=== Begin Enclosure ===

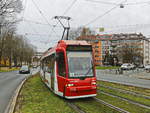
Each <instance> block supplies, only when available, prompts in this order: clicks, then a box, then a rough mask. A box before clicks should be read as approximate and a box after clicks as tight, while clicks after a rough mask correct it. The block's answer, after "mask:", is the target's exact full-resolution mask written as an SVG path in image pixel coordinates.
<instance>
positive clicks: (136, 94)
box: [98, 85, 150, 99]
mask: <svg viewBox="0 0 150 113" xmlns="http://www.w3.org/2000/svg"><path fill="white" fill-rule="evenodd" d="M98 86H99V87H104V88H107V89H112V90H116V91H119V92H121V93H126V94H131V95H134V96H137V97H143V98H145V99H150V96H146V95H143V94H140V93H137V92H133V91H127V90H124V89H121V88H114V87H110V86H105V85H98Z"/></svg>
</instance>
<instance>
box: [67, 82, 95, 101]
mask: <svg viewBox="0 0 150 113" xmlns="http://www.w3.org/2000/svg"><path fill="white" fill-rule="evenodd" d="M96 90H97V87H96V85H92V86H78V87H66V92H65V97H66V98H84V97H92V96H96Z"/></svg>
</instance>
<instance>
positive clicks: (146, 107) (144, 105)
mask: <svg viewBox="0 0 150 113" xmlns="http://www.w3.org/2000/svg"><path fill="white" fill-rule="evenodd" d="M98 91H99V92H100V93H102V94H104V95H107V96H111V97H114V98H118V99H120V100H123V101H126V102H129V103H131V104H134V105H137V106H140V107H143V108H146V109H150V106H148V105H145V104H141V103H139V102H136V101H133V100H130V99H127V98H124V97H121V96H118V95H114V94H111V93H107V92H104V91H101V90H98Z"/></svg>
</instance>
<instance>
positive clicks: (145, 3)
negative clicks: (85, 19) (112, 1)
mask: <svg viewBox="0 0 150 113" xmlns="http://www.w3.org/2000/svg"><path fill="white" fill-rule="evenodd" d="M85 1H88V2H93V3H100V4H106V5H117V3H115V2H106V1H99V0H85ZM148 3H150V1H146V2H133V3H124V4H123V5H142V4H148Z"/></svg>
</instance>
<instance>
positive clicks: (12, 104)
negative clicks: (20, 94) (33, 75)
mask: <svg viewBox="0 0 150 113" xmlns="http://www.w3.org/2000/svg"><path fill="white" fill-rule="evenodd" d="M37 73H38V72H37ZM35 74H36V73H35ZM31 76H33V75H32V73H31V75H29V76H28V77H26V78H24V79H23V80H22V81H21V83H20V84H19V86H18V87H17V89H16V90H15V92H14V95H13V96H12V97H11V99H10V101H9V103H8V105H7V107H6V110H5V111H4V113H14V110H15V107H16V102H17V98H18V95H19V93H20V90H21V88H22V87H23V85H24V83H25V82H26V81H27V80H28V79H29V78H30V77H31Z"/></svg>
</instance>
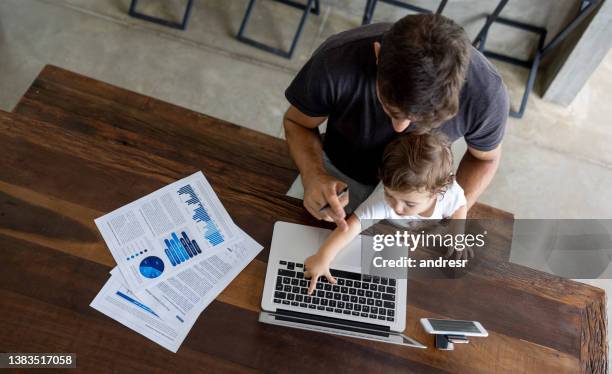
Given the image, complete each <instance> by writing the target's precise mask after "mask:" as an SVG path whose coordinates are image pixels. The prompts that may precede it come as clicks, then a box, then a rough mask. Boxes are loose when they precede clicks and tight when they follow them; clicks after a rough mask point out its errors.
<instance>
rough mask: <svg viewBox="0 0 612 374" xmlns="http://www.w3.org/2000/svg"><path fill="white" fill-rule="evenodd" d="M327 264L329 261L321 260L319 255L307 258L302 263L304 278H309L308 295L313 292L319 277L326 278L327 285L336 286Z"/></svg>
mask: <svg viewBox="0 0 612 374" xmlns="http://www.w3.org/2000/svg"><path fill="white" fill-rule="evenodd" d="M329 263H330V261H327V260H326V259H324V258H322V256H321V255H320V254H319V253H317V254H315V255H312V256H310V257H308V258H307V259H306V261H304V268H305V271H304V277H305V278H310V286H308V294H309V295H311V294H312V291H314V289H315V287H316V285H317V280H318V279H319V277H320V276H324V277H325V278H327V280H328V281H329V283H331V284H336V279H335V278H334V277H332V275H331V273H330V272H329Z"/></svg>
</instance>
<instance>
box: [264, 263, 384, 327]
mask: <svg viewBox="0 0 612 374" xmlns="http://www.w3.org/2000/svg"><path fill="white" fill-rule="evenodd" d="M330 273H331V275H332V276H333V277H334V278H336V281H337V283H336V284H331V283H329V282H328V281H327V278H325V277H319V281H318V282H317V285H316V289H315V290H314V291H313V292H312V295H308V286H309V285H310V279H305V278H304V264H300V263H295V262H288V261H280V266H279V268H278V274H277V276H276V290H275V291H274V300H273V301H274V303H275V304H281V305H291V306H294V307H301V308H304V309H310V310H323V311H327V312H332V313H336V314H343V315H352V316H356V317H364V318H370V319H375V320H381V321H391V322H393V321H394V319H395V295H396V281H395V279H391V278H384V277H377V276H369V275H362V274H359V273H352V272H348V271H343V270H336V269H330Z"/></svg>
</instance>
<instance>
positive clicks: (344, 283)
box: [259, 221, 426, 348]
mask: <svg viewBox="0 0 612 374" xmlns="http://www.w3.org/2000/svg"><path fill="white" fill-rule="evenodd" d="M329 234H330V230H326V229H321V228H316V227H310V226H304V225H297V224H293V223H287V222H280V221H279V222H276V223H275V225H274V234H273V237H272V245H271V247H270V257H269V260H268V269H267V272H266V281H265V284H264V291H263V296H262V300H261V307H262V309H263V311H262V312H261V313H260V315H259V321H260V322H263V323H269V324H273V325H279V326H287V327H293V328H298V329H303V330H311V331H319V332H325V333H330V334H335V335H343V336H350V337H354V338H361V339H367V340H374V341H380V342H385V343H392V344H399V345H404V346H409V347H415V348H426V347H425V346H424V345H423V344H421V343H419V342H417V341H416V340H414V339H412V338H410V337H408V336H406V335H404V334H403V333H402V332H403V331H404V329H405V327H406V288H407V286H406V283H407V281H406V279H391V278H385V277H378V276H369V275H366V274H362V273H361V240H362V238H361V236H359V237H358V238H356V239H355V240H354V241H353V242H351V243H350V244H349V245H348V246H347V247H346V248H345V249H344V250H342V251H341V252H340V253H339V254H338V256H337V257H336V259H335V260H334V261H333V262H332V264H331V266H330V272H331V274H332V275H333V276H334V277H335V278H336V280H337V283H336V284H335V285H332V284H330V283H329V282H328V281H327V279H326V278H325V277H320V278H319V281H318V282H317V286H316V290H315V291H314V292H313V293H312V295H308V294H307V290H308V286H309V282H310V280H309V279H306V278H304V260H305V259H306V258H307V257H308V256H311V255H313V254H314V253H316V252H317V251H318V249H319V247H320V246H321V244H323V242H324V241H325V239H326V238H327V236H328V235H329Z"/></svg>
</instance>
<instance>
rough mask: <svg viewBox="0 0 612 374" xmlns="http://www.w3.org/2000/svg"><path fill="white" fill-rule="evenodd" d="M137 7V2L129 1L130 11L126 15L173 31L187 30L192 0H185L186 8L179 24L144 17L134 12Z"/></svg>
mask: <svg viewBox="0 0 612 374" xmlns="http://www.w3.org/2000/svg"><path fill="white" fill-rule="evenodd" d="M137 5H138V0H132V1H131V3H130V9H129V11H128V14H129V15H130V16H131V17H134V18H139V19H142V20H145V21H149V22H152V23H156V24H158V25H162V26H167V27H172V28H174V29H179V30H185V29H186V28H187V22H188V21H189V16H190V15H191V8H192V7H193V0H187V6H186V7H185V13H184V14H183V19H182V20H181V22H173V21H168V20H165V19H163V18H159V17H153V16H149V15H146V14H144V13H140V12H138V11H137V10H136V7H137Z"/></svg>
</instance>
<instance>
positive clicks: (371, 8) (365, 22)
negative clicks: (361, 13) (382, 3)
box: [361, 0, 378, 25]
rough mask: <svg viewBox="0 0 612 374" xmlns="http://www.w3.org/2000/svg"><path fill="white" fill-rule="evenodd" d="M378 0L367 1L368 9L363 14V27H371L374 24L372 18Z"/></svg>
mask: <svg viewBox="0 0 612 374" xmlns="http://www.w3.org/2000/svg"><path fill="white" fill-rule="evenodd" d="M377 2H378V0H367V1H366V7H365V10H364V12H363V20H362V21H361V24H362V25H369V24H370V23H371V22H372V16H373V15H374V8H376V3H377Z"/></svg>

=== End Enclosure ===

Restate word for word the lines from the one holding "0L367 1L368 9L363" to the end of the listing, both ends included, and nothing more.

rough mask: <svg viewBox="0 0 612 374" xmlns="http://www.w3.org/2000/svg"><path fill="white" fill-rule="evenodd" d="M378 0L367 1L368 9L363 14V27H371L374 24L372 18Z"/></svg>
mask: <svg viewBox="0 0 612 374" xmlns="http://www.w3.org/2000/svg"><path fill="white" fill-rule="evenodd" d="M377 2H378V0H367V1H366V7H365V10H364V12H363V20H362V21H361V24H362V25H369V24H370V23H371V22H372V16H373V15H374V8H376V3H377Z"/></svg>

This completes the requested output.